··· VORLIEGENDE DATEN
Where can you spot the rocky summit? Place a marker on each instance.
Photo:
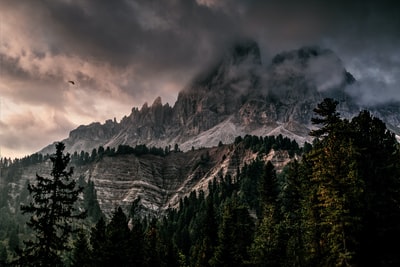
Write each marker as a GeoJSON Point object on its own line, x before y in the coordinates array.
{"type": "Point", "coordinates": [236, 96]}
······
··· VORLIEGENDE DATEN
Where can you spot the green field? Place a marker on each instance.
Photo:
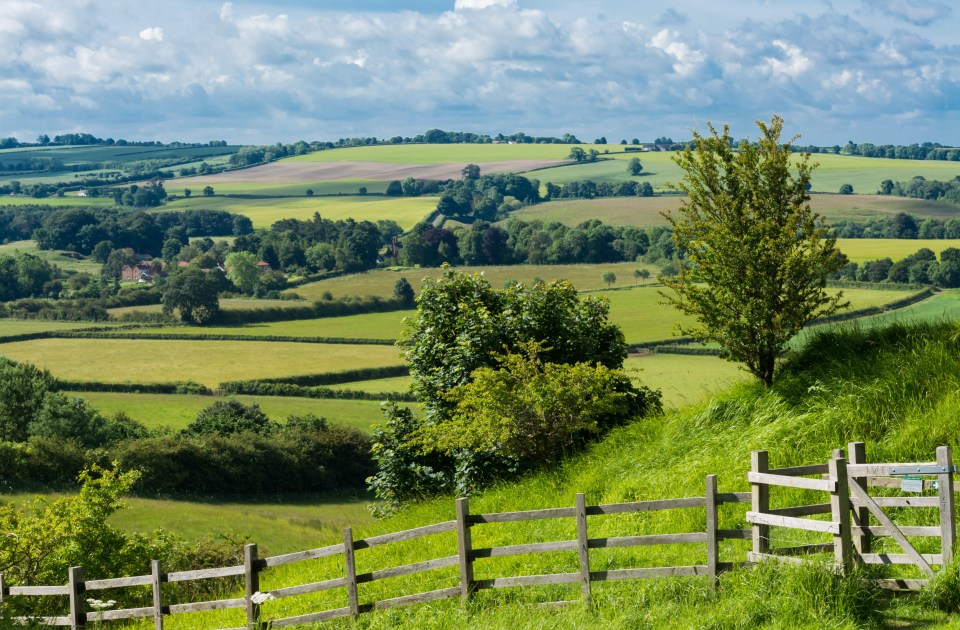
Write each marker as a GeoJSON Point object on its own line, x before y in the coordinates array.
······
Sammle aus den Daten oben jede Zeile, in der das Wort „Place“ vorkommt. Achte dabei auf Groß- und Kleinschreibung.

# [ERWARTETE AUSGABE]
Where can you spot the rocky summit? Place a marker on each instance.
Where can you spot the green field? Place a marker on each instance.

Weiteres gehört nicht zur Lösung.